## [作業の指示]
1. 本文を、「国会議員は国民の代表であり、」を含む語句から書き始め、「気持ちで投票に行こうと思う。」で終えて、一字一句そのまま書き写してください。
2. 本文によると、インターン先の議員は政治の世界について何と語っていますか？

「今の萩生田大臣だったよ」。4月から通っている国会議員事務所で働くインターンの一環で自民党本部を訪れたときのことだ。テレビで何度も目にする有名政治家が目の前を通ったにも関わらず、教えてもらうまで全く気が付かなかった。正直に言うと、おじさんが多すぎて誰が誰だか全く見分けがつかないのだ。
議員連盟や活動報告会の手伝いなど、インターンを通して議員の仕事に触れ、少しずつ政治を身近に感じていた矢先の出来事だった。ふと見回してみると、自民党本部でも議員会館の中でも、もちろん女性や若い人の姿もあるが圧倒的に高齢の男性の数が多い。党本部では胸元のバッジを見ないと議員なのか、秘書なのかわからないことも。これだけ年齢差があって、果たして私たち若者の考えや感覚を理解してもらえるのか不安に感じた。20歳の自分にとって、再び政治が遠いものに思えてしまった。
10月23日付の朝日新聞「(多様性のありか 2021衆院選:下)若者と政治、距離縮まるか」という記事に取り上げられていた女子高校生の言葉に心から共感できる。
興味を持ちにくいのは、ニュースで報じられる「政策」が高齢者向けの話ばかりに思えるからだ。「だから政治家っておじさんばっかりなんじゃないの。課題を抱える世代が政治ってやるもんでしょ」
「いや、マジでおじさんばっかりなんだよ」。そう教えてあげたい。記事ではこう続く。
政治家が票田とする農業や建築、医療といった業界や団体の中心にいるのは中高年だ。
国会議員は国民の代表であり、特定の団体の代表でもあると感じる。インターン先の議員の報告会に参加するのは、繋がりの深い業界の人たちだ。自分と年齢の近い人の姿はほとんどない。こういう人たちの声が一番反映されやすいのだろうと実感する。
「政治の世界では数が正義です」。インターン先の議員はこう語る。このままだと人口も投票率も少ない若者の声は後回しにされ続けてしまいそうだ。声を大きくするためには票を投じるしかない。そんな気持ちで投票に行こうと思う。

## [データ一覧]
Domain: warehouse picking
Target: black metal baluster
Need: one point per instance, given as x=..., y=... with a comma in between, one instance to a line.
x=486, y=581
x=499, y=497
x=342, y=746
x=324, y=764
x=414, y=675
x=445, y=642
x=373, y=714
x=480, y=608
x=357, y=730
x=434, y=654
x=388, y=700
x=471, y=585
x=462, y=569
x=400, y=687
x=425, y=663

## [解答結果]
1.
国会議員は国民の代表であり、特定の団体の代表でもあると感じる。インターン先の議員の報告会に参加するのは、繋がりの深い業界の人たちだ。自分と年齢の近い人の姿はほとんどない。こういう人たちの声が一番反映されやすいのだろうと実感する。
「政治の世界では数が正義です」。インターン先の議員はこう語る。このままだと人口も投票率も少ない若者の声は後回しにされ続けてしまいそうだ。声を大きくするためには票を投じるしかない。そんな気持ちで投票に行こうと思う。

2. 「政治の世界では数が正義です」と語っています。